== STATED EXERCISE ==
Extract every line in the rows below that contains the string "yellow", copying each line in full; matching is case-sensitive.
──────────
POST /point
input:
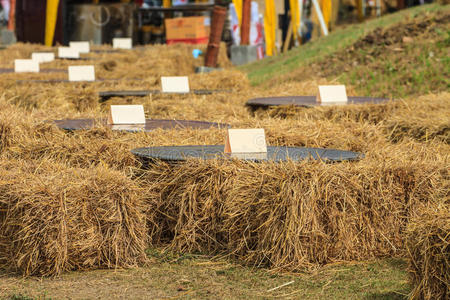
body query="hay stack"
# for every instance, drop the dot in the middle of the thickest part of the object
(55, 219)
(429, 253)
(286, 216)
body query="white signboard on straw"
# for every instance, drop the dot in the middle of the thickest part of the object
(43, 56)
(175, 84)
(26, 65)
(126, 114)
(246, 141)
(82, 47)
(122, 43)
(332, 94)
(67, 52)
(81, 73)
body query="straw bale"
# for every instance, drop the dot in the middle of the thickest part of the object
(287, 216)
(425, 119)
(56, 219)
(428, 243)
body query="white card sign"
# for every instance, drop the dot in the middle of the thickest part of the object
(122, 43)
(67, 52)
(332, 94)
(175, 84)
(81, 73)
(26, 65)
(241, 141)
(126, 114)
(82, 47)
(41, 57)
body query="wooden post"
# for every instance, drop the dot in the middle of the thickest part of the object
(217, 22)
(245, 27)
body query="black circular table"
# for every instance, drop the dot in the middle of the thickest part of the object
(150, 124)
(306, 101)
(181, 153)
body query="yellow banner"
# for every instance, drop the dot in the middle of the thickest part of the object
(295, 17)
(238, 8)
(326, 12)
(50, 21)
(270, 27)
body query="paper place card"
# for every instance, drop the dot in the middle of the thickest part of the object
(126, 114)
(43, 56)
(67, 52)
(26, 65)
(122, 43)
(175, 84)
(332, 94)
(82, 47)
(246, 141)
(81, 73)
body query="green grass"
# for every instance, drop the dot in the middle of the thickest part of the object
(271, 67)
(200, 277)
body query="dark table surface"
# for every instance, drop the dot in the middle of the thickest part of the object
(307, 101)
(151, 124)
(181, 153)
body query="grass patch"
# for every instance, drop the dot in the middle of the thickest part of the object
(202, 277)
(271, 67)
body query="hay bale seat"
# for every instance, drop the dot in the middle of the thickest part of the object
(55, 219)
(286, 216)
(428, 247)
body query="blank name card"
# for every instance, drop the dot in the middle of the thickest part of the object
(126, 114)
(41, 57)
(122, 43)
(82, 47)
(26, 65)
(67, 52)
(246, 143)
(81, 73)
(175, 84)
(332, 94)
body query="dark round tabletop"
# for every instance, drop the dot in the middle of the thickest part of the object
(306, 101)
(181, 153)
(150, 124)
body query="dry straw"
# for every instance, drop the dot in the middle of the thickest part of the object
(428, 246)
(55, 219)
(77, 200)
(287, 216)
──────────
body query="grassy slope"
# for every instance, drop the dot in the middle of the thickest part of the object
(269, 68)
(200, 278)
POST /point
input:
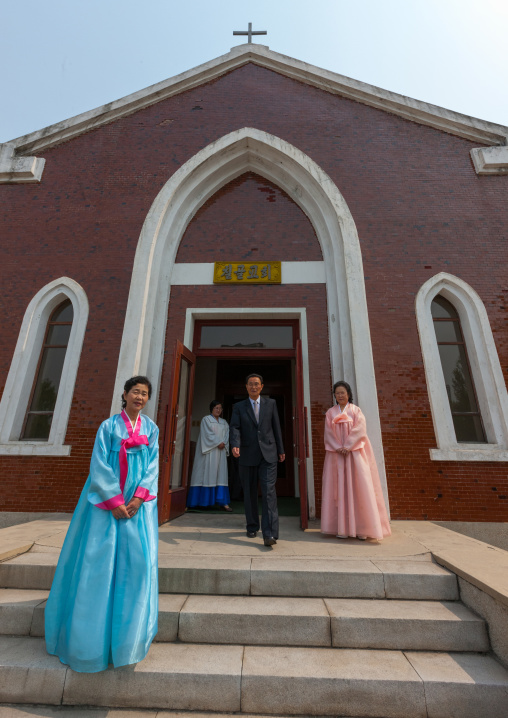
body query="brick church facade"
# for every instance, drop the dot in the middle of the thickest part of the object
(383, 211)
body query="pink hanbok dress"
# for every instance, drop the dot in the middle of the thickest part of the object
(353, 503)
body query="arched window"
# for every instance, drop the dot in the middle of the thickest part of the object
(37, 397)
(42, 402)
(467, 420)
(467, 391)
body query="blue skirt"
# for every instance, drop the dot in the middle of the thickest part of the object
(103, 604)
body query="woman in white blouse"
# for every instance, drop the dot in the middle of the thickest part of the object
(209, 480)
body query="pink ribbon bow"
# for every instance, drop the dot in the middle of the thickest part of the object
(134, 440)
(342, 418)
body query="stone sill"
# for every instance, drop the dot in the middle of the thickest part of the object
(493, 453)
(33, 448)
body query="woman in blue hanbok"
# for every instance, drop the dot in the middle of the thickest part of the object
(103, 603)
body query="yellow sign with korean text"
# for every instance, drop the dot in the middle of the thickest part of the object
──────────
== OUTPUT FOR THIS EXERCISE ==
body query="yellow banner"
body query="yellow sign with korean text"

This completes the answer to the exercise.